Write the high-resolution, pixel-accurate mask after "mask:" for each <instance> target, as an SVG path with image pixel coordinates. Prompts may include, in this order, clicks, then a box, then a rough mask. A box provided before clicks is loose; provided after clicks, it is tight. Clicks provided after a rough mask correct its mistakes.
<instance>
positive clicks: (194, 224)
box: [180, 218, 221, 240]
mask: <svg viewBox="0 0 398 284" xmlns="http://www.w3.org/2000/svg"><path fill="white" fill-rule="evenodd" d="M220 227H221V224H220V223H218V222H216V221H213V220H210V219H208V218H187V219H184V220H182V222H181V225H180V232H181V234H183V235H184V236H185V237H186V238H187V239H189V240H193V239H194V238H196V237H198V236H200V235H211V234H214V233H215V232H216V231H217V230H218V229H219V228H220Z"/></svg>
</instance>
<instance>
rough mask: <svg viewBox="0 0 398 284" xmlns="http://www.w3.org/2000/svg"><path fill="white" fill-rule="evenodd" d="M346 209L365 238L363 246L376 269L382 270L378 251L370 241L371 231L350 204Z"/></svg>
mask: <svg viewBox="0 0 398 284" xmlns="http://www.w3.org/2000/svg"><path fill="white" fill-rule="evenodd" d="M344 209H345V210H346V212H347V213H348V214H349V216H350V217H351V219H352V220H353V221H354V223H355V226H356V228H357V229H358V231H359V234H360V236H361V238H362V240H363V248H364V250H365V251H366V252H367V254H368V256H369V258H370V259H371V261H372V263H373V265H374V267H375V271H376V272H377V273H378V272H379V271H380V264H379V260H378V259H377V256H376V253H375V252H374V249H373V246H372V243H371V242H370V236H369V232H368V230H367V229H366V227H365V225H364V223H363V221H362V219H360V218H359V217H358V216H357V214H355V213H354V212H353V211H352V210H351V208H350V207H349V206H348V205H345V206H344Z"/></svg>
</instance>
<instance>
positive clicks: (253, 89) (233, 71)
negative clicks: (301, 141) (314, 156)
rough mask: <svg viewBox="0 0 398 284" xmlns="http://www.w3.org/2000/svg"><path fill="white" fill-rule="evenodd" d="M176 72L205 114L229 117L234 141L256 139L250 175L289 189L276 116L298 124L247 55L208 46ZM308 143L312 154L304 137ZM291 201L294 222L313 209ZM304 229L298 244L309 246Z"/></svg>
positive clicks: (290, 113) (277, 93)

**Your instructions**
Copy out every record again, letter for letter.

**Solution**
Write the high-resolution, pixel-accurate mask after "mask:" for each <instance> target, as an SVG path with image pixel coordinates. Prompts may include, in this order, clicks, then a box, then a rough mask. A box provided before clicks is loose; provided after clicks, it is tight. Clicks provided after a rough mask correct its mistakes.
<instance>
positive clicks: (194, 224)
box: [180, 218, 221, 240]
mask: <svg viewBox="0 0 398 284" xmlns="http://www.w3.org/2000/svg"><path fill="white" fill-rule="evenodd" d="M220 227H221V224H220V223H218V222H216V221H213V220H210V219H208V218H187V219H184V220H182V222H181V225H180V232H181V234H183V235H184V236H185V237H186V238H187V239H189V240H193V239H194V238H196V237H198V236H200V235H211V234H214V233H215V232H216V231H217V230H218V229H219V228H220Z"/></svg>
</instance>
<instance>
rough mask: <svg viewBox="0 0 398 284" xmlns="http://www.w3.org/2000/svg"><path fill="white" fill-rule="evenodd" d="M346 209L365 238L363 246L376 269L382 270L378 251L370 241L371 231L350 204Z"/></svg>
mask: <svg viewBox="0 0 398 284" xmlns="http://www.w3.org/2000/svg"><path fill="white" fill-rule="evenodd" d="M344 209H345V210H346V212H347V213H348V214H349V216H350V217H351V219H352V220H353V221H354V223H355V226H356V228H357V229H358V231H359V234H360V236H361V238H362V240H363V248H364V250H365V251H366V252H367V254H368V256H369V258H370V259H371V261H372V263H373V265H374V267H375V271H376V272H377V273H378V272H379V271H380V264H379V260H378V259H377V256H376V253H375V252H374V249H373V246H372V243H371V242H370V236H369V232H368V230H367V229H366V227H365V225H364V223H363V221H362V219H360V218H359V217H358V216H357V214H355V213H354V212H353V211H352V210H351V208H350V207H349V206H348V205H345V206H344Z"/></svg>
</instance>
<instance>
positive clicks: (253, 89) (233, 71)
negative clicks: (301, 141) (314, 156)
rough mask: <svg viewBox="0 0 398 284" xmlns="http://www.w3.org/2000/svg"><path fill="white" fill-rule="evenodd" d="M176 72L205 114L229 117L234 141L256 139L250 175L289 189L276 116L298 124L247 55L208 46ZM308 143L312 154L304 137ZM291 201L294 222L313 209ZM304 229L298 244L309 246Z"/></svg>
positive clicks: (290, 113) (277, 93)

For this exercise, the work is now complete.